The St Regis Hotel is going to serve as a field hospital for non-critical patients
Two iconic Manhattan hotels, the St Regis and the Palace, are to become field hospitals for non-critical patients to try to help New York City battle coronavirus.
Gov. Cuomo announced on Thursday that they would serve as hospitals for non-critical patients.
The Four Seasons already offered up its rooms to healthcare workers to stop them having to make long commutes home after grueling shifts.
Now, the Wythe Hotel in Williamsburg and Yotel, along with Room Mate Grace Hotel, are doing the same.
They are among the private businesses rushing to help the city before it becomes overwhelmed with coronavirus patients.
There are already 37,000 cases of coronavirus in New York and Cuomo is eager to get ahead of the virus before it overwhelms the city’s hospitals.
He says it is inevitable that there will be an inevitable spike over the next few weeks but the key will be slowing it to keep it at a manageable rate for the healthcare system.
Along with needing spaces for the patients, the city’s healthcare workers need personal protection equipment to keep themselves safe while treating the infected.
A wave of companies have donated masks, gowns and gloves to meet this need.
JetBlue is offering free flights to healthcare workers to get them to New York state and Herz is giving them a month of free car rental.
Goldman Sachs donated 195,000 masks, Softbank donated 1.4million masks and Restore Global has donated 150,000 overralls.
Facebook has donated 2,500 gallons of hand sanitizer, the Rihanna Foundation has donated ‘various’ supplies, L’Oreal has donated hand sanitizer as has Estee Lauder which has promised 10,000 bottles a week for four or five weeks.
Uniqlo is donating 1million masks and Amneal is donating 20,000 bottles of Hydroxychloroquine – the anti-malarial drug which has been touted as a potential cure.
Kelly Ripa and her husband Mark Consuelos have donated $1million to the state to help it battle the crisis.
Boll and Branch has donated 1,000 hospital mattresses and Wayfair, the online furniture retailer, has donated linens, sheets and pillows for field hospitals.
Walmart is giving up its parking lots and store facilities.
Niagara Bottling has donated 560,000 bottles of water, Keurig and Dr. Pepper have donated coffee and beverages for healthcare workers.

....

Tasks to carry out:
• a. Summarize the article on businesses aiding New York's coronavirus response in two sentences.
• b. Write the next part of the article on businesses aiding New York's coronavirus response, picking up after its final sentence.

....

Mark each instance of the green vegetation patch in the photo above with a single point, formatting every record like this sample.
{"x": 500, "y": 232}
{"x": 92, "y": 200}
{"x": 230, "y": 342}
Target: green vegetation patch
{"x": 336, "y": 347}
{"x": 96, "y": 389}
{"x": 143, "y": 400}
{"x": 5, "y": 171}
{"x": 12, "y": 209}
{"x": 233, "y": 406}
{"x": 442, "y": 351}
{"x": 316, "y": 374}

....

Responses:
• a. Governor Cuomo announced that two Manhattan hotels, the St Regis and the Palace, will become field hospitals for non-critical patients, and several other hotels are offering rooms to healthcare workers. With 37,000 coronavirus cases already in New York, many companies and individuals have donated protective equipment, supplies, money, free travel and facilities to help the city before its hospitals are overwhelmed.

• b.
Huawei is giving 10,000 N-95 masks; 20,000 isolation gowns; 50,000 medical goggles; and 10,000 gloves
The Palace hotel is going to serve as a field hospital for non-critical care patients
Crocs is donating 10,000 pairs of shoes every day to healthcare workers
JetBlue is giving free flights to healthcare workers to get to New York City
The Office of Attorney General Letitia James had also donated 1,700 protective masks and 33,000 pairs of gloves.
On Wednesday, the Four Seasons hotel announced it was opening its doors to healthcare workers to let them stay there for free after long shifts.
Ty Warren, the hotel’s owner, said the last thing they should have to think about after an 18-hour shift is a long commute.
Their gestures of good will are among thousands that are being seen across the country.
Fashion designer Christian Siriano is putting his manufacturing operation to use to make reusable masks for doctors and nurses.
Patients wait on line outside the Elmhurst Hospital Center in Queens on Wednesday
Cuomo said on Wednesday, in an emotional press conference where he announced the total number of cases in New York had surpassed 30,000, that the spirit of New York was both what made it vulnerable to the virus and what will see it through the crisis.
Gov. Cuomo is preparing for the virus peak in weeks to come
‘We live close to one another. We’re close to one another on the streets.
‘We live in close communities. we’re close to one another on the bus. close to one another in the restaurant, in the movie theater.
‘We have one of the most dense, close environments in the country.
‘That’s why the virus communicated the way it did. Our closeness makes us vulnerable.
‘That spacial closeness makes us vulnerable.
‘But it’s true that your greatest weakness is also your greatest strength: our closeness is what makes us who we are.
‘That is what New York is. Our closeness is what makes us special; our acceptance, our openness.
‘It’s what makes us feel connected to one another, It is the closeness that makes us the human beings that we are.
‘The closeness is that New York humanity that exists nowhere else,’ he said.